:: Short problem ::
Render the stretch of the listing from the line containing "For every instance of the person" through the line containing "x=761 y=397" as a Markdown table with the columns Row and Listing line, numbering each line and omitting blank lines.

** start of Task material **

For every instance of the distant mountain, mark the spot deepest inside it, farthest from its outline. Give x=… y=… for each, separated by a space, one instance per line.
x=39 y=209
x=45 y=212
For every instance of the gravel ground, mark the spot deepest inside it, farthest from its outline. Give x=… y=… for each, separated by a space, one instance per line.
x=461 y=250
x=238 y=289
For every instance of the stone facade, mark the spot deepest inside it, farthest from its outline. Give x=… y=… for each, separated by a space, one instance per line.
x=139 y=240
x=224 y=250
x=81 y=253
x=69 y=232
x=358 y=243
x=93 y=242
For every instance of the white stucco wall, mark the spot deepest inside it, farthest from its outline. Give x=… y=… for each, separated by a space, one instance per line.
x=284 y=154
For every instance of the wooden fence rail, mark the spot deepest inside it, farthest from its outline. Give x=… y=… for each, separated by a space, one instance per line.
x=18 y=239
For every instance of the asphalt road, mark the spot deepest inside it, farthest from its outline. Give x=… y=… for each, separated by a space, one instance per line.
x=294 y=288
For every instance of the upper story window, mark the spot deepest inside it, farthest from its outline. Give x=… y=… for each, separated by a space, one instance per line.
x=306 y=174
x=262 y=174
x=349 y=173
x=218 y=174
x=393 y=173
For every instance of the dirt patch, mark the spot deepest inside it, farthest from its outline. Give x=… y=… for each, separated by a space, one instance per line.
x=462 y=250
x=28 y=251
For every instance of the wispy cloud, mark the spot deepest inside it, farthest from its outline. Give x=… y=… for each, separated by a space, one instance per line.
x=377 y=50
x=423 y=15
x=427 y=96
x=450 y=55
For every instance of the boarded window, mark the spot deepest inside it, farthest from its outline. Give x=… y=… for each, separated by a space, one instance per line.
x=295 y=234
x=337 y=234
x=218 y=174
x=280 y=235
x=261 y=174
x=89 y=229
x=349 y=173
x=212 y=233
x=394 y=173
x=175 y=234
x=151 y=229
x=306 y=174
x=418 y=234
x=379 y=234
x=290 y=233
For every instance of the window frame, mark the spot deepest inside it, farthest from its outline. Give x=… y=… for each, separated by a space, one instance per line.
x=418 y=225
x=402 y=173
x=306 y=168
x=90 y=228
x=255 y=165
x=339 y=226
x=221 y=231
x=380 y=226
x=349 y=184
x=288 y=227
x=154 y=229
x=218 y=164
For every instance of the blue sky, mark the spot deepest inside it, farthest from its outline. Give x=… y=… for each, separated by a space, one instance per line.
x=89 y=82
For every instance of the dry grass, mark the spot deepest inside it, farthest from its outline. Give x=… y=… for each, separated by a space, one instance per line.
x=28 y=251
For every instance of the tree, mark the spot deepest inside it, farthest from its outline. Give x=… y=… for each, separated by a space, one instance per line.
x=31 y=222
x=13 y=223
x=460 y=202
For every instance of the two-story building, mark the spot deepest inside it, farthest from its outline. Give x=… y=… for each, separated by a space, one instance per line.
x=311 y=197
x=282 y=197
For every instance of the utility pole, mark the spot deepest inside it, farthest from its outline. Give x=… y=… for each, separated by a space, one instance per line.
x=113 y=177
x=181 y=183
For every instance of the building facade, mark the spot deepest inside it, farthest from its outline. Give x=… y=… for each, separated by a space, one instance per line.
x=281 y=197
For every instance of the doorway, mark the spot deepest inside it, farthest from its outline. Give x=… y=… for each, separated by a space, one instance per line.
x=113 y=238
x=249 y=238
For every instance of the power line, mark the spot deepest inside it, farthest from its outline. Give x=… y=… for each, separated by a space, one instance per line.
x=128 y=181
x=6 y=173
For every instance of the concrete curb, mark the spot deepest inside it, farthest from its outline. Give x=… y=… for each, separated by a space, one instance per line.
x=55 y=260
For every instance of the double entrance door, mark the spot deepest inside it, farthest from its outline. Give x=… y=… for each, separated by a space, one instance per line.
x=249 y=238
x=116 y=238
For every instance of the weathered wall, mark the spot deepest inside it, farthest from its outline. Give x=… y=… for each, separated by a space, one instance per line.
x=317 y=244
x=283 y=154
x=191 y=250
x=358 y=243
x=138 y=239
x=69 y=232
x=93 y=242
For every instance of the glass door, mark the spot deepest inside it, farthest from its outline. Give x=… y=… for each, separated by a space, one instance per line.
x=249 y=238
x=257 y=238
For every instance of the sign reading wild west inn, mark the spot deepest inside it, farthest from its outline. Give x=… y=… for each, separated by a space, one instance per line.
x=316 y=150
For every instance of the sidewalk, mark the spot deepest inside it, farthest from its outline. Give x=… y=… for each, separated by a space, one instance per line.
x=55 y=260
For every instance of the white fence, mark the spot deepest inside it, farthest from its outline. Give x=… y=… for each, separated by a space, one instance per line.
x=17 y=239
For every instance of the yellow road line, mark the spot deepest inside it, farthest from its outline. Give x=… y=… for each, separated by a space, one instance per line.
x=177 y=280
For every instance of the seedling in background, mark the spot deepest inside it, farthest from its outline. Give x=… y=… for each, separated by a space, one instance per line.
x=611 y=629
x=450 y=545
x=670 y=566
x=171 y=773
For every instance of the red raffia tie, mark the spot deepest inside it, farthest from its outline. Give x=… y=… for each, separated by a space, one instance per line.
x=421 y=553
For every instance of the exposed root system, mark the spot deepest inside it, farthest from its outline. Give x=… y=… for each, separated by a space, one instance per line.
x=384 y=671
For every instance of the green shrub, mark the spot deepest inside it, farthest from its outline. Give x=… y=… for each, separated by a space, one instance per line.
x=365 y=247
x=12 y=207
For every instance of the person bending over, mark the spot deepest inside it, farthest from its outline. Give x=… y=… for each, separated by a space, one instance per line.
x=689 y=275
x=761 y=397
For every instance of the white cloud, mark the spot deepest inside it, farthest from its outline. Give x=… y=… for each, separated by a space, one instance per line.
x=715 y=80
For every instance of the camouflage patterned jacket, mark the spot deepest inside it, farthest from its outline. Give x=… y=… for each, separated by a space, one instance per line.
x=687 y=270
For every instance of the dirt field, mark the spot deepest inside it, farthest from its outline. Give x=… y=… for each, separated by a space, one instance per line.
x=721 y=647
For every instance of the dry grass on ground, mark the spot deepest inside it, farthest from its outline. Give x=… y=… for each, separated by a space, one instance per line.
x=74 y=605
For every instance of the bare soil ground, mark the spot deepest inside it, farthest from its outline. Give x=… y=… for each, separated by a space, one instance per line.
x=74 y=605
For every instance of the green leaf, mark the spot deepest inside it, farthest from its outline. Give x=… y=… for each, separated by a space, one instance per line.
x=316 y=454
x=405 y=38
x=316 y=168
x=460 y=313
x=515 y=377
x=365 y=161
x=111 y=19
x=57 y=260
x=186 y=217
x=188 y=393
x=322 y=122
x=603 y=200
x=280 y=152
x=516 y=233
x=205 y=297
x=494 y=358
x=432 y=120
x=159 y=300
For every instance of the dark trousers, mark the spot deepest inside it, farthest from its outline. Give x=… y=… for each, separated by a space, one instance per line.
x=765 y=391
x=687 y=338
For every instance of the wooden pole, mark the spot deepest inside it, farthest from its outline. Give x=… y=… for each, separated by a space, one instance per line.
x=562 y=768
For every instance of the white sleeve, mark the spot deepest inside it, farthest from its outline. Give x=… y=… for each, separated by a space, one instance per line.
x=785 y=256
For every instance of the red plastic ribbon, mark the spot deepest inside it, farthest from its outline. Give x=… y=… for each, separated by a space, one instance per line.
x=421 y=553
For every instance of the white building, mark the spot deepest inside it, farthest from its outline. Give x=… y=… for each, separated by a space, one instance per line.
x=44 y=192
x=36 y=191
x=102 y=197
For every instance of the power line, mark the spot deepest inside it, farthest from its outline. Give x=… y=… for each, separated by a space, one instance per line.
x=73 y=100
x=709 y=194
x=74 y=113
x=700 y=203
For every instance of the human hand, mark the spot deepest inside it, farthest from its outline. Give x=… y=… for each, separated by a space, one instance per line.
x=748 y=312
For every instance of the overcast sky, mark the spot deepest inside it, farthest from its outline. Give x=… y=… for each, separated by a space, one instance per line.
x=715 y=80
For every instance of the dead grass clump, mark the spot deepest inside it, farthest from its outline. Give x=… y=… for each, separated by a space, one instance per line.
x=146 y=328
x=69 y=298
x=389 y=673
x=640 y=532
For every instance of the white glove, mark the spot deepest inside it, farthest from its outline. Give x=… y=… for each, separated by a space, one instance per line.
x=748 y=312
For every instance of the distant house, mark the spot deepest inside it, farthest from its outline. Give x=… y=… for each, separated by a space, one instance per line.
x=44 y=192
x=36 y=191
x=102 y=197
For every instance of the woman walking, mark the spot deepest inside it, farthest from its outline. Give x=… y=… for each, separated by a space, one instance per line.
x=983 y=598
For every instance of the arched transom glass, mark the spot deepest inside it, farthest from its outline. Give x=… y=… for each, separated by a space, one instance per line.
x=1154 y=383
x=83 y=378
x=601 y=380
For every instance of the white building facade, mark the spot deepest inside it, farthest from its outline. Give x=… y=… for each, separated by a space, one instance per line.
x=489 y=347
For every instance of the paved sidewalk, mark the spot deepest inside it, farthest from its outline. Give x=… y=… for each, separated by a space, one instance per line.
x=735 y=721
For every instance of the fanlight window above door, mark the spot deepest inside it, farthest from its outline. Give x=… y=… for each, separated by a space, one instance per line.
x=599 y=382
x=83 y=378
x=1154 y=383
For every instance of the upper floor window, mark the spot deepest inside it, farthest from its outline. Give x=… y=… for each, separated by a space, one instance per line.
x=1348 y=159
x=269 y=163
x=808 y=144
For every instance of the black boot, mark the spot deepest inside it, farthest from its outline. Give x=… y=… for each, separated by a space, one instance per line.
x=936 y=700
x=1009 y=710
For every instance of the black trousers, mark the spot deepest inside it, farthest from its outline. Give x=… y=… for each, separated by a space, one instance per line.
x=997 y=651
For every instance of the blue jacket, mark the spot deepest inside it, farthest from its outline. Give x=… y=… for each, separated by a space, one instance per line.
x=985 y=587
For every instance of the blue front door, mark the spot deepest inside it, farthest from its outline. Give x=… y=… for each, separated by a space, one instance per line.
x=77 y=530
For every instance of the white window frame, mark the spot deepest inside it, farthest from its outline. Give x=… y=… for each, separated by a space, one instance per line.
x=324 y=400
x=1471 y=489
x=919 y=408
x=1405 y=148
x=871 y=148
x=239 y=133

** end of Task material **

:: Correct result ::
| Row | Listing line |
|---|---|
| 1 | For every instance of the person bending over, mark the spot deepest inside it, farthest from its outline. Give x=… y=… for each, separated by a space, one instance per line. |
| 2 | x=689 y=275 |
| 3 | x=761 y=397 |